→ What this exercise asks
**a.** Answer these from the article on dinosaur-like chicken legs:
(i) What gene did the researchers switch off in the chicken embryo?
(ii) In dinosaurs, how far down does the fibula reach?
(iii) At which university is Jack Horner a professor of paleontology?
**b.** Copy the article on dinosaur-like chicken legs word for word from "So, will science" to "the breaking developments.".

Scientists in Chile Just Turned a Chicken Into a Half-Dinosaur. Welcome to 2016.

Impact

In your typical dose of strange science news, scientists have grown dinosaur-like legs on a chicken for the first time in history. Researchers at the Universidad de Chile performed the intricate task of switching off a gene known as the Indian Hedgehog in a chicken embryo. This gene is responsible for the development of a chicken's bones. 

"The experiments are focused on single traits, to test specific hypotheses," Alexander Vargas, the head of the research lab where the group of scientists performed the experiment, said earlier this month. "Not only do we know a great deal about bird development, but also about the dinosaur-bird transition, which is well-documented by the fossil record. This leads naturally to hypotheses on the evolution of development that can be explored in the lab."

Read more: A Zika Virus Prevention May Lie in the Genes of Mosquitos

When the gene is turned off — a complex process not involving any sort of manipulation or gene addition — a chicken's legs will grow into legs with fibulas similarly structured to that of a raptor's, and the findings could have huge implications for the history of evolution. 

Universidad de Chile

"Any one that has eaten roasted chicken can account for the presence in the drumstick (lower leg) of a long, spine-like bone," the study's summary noted. "This is actually the fibula, one of the two long bones of the lower leg (the outer one). In dinosaurs, which are the ancestors of birds, this bone is tube-shaped and reaches all the way down to the ankle."

"Researchers have found that when a maturation gene called Indian Hedgehog was inhibited, this resulted in chickens that kept a tubular fibula as long as the tibia and connected to the ankle, just like a dinosaur."

It may be the first time researchers successfully morphed the legs of a chicken to resemble its distant relative, but it isn't the first time science tested the relationship between chicken and dinosaur genes. LiveScience reported in May last year that researchers successfully converted a chicken's beak into that of a snout similar to its dino-predecessors. 

"From a quantitative point of view, we're 50 percent there," professor of paleontology at Montana State University Jack Horner said of the project in 2015. "This dino-chicken project — we can liken it to the moon project. ... We know we can do it; it's just there are ... some huge hurdles."

So, will science ever be able to bring back dinosaurs through chickens? Moreover, what will they be called? "Chickenosaurus?" "Velocichicken?" We better come up with these answers sooner rather than later, as scientists continue to break through these hurdles. 

Chickens have yet to respond to the breaking developments.

→ Record extracts
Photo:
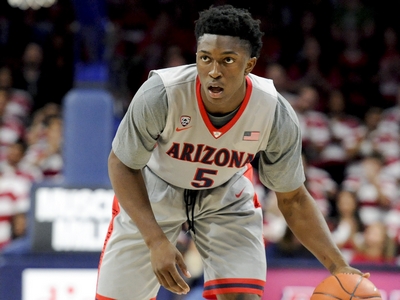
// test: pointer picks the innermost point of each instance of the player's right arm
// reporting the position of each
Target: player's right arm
(132, 146)
(131, 192)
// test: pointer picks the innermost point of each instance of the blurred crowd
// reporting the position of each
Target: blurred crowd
(337, 62)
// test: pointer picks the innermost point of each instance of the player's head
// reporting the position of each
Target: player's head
(230, 21)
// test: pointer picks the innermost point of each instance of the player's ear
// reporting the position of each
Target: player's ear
(250, 65)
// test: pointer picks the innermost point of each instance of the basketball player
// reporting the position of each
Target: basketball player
(182, 153)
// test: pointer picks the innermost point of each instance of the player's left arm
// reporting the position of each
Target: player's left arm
(308, 224)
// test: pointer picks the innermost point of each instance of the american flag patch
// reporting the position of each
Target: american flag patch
(251, 136)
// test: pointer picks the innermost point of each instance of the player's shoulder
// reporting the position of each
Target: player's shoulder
(263, 85)
(176, 75)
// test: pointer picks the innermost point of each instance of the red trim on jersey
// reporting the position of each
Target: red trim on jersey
(99, 297)
(232, 122)
(249, 175)
(115, 212)
(233, 285)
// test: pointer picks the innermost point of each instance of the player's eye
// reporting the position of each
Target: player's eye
(229, 60)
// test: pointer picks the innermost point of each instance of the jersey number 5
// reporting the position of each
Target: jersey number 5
(201, 180)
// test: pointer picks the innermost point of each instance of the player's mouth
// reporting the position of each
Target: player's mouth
(215, 91)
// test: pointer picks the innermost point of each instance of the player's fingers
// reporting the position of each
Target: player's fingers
(183, 286)
(173, 286)
(182, 266)
(366, 275)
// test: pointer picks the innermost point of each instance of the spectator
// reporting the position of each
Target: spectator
(45, 148)
(283, 84)
(347, 222)
(344, 129)
(321, 186)
(376, 191)
(11, 128)
(388, 74)
(20, 101)
(313, 123)
(375, 246)
(15, 185)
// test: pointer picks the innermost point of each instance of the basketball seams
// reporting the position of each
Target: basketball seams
(352, 294)
(345, 286)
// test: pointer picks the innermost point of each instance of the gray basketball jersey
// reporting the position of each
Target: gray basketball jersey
(191, 153)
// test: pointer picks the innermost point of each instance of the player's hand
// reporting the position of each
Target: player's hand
(351, 270)
(164, 259)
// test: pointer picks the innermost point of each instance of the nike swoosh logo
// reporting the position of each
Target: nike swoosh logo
(181, 129)
(239, 194)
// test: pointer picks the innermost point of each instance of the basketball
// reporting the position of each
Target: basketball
(346, 287)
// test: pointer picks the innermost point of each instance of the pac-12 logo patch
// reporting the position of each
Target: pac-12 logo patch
(185, 120)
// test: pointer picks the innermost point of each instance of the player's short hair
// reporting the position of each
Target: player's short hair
(231, 21)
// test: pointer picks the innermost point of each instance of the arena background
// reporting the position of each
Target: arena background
(68, 217)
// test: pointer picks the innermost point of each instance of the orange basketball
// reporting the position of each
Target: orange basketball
(346, 287)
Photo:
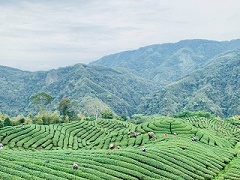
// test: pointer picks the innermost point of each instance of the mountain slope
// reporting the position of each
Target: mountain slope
(214, 88)
(121, 91)
(166, 63)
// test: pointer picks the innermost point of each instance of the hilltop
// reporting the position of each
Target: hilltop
(110, 149)
(158, 79)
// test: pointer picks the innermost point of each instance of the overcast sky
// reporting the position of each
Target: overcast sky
(47, 34)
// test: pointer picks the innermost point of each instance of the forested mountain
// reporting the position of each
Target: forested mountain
(164, 79)
(214, 88)
(166, 63)
(121, 91)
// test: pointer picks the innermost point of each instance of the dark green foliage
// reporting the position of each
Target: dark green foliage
(174, 156)
(7, 122)
(185, 114)
(107, 114)
(194, 75)
(207, 89)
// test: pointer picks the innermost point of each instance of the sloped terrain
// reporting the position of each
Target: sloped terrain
(111, 149)
(214, 88)
(119, 90)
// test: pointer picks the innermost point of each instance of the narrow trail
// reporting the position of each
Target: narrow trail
(229, 165)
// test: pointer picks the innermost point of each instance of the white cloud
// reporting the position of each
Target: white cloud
(40, 35)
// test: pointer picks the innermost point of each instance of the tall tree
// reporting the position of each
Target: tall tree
(64, 107)
(41, 100)
(94, 107)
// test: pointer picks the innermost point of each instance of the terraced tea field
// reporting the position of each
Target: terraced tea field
(111, 149)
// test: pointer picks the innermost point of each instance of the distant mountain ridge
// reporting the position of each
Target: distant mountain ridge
(214, 88)
(157, 79)
(121, 91)
(166, 63)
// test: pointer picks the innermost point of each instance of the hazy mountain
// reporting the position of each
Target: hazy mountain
(164, 79)
(214, 88)
(166, 63)
(121, 91)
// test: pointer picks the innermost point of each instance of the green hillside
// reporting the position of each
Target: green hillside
(158, 79)
(119, 90)
(169, 62)
(214, 88)
(108, 149)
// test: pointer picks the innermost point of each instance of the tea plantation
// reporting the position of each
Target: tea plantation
(190, 148)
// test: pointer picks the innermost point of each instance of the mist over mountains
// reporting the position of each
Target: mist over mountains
(157, 79)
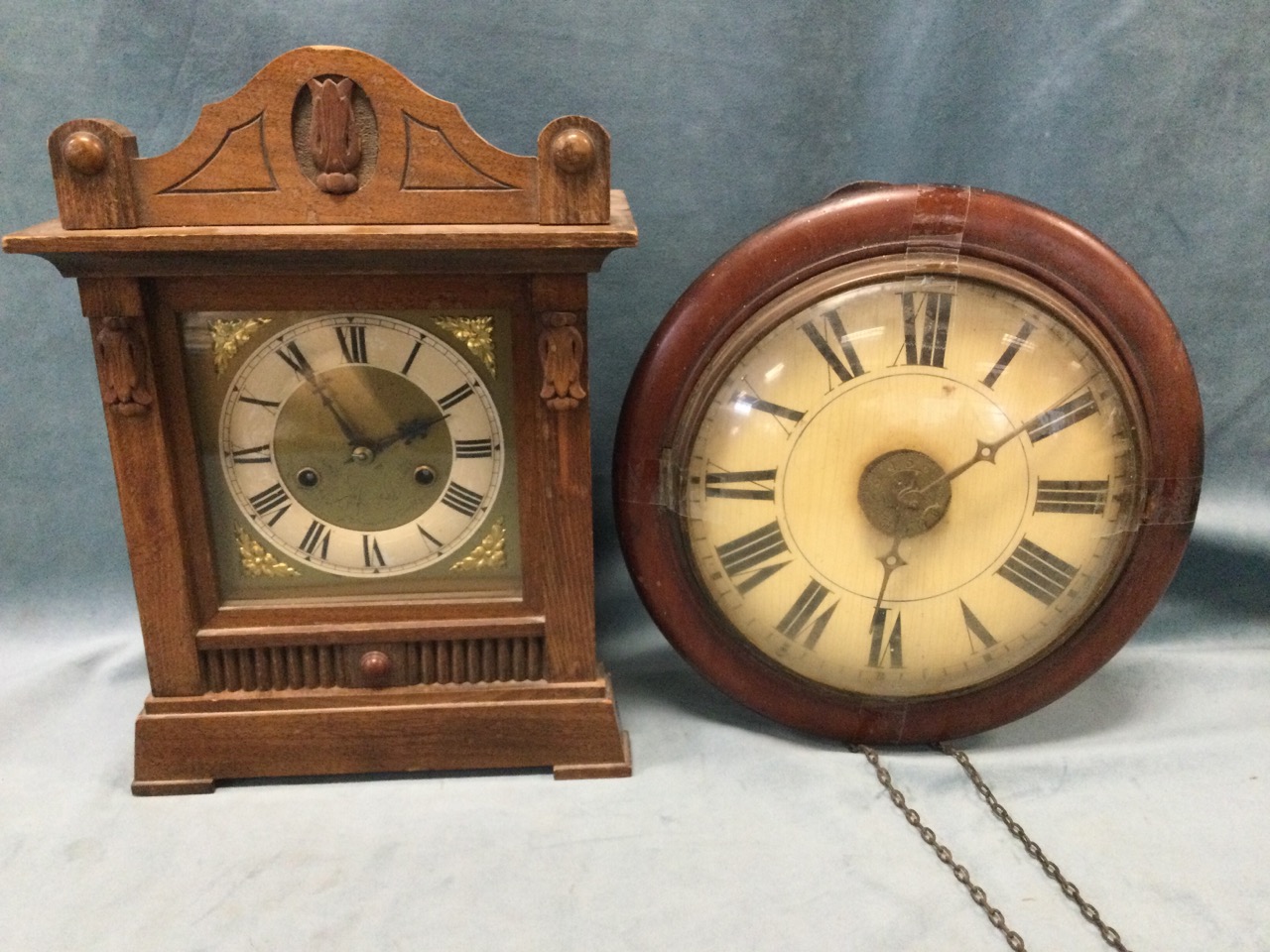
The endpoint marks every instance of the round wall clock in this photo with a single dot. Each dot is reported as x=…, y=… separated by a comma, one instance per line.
x=910, y=463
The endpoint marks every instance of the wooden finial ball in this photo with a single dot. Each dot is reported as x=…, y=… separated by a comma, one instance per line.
x=84, y=153
x=375, y=665
x=572, y=151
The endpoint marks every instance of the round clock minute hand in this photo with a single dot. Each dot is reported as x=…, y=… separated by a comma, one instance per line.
x=1070, y=408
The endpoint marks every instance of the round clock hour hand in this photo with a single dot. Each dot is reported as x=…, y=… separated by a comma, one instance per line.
x=890, y=561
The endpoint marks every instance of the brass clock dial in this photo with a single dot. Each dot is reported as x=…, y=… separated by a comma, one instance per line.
x=361, y=444
x=356, y=453
x=896, y=467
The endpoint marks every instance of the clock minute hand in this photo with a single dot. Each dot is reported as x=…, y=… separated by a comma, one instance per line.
x=333, y=408
x=987, y=452
x=414, y=429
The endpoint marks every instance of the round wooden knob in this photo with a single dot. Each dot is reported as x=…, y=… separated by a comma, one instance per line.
x=572, y=151
x=84, y=153
x=375, y=665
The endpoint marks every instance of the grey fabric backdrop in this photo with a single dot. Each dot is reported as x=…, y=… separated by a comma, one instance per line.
x=1144, y=121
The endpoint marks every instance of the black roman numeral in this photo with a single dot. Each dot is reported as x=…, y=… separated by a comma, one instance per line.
x=763, y=407
x=352, y=343
x=843, y=368
x=717, y=485
x=937, y=309
x=802, y=615
x=975, y=627
x=474, y=448
x=253, y=454
x=748, y=552
x=454, y=397
x=273, y=499
x=1072, y=497
x=1039, y=572
x=317, y=539
x=1014, y=343
x=295, y=359
x=266, y=404
x=462, y=499
x=1051, y=421
x=883, y=648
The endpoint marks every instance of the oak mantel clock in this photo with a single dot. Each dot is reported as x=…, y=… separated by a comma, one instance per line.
x=908, y=463
x=341, y=349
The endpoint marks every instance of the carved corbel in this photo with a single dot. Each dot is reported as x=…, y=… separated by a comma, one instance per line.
x=562, y=350
x=122, y=367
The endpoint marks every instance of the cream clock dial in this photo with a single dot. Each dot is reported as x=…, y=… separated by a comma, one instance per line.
x=361, y=445
x=913, y=484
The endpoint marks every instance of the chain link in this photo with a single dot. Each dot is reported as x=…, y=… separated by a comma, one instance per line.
x=960, y=874
x=1109, y=936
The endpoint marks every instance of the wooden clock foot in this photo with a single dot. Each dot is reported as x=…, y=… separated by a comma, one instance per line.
x=587, y=772
x=186, y=744
x=164, y=788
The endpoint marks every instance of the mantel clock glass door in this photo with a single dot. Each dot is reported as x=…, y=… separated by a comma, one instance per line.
x=910, y=463
x=354, y=453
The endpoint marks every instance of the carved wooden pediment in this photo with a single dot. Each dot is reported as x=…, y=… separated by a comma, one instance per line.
x=329, y=136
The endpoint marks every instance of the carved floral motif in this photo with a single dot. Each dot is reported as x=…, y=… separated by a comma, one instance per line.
x=258, y=561
x=490, y=553
x=229, y=335
x=476, y=334
x=333, y=139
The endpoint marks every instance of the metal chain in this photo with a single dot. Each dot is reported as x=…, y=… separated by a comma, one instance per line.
x=1109, y=936
x=961, y=875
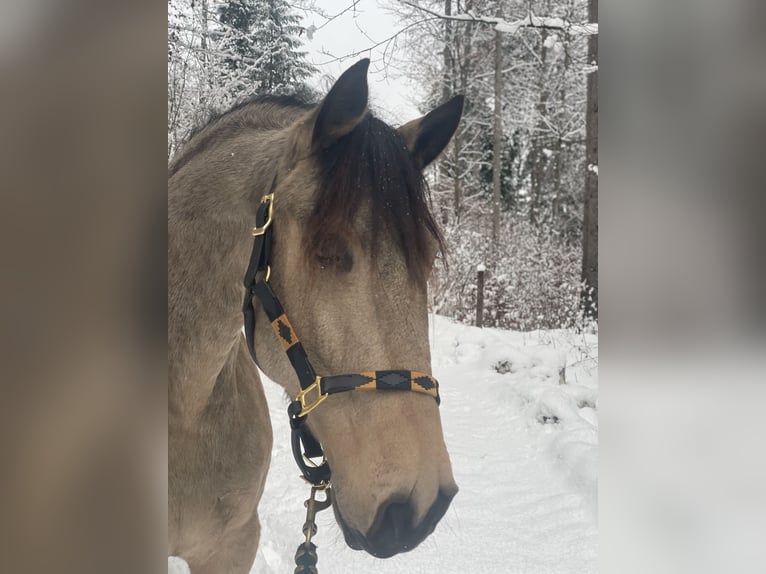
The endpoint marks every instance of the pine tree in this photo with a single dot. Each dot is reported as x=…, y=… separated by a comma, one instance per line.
x=262, y=38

→ Answers by item number
**a.**
(i) The Indian Hedgehog gene.
(ii) All the way down to the ankle.
(iii) Montana State University.

**b.**
So, will science ever be able to bring back dinosaurs through chickens? Moreover, what will they be called? "Chickenosaurus?" "Velocichicken?" We better come up with these answers sooner rather than later, as scientists continue to break through these hurdles. 

Chickens have yet to respond to the breaking developments.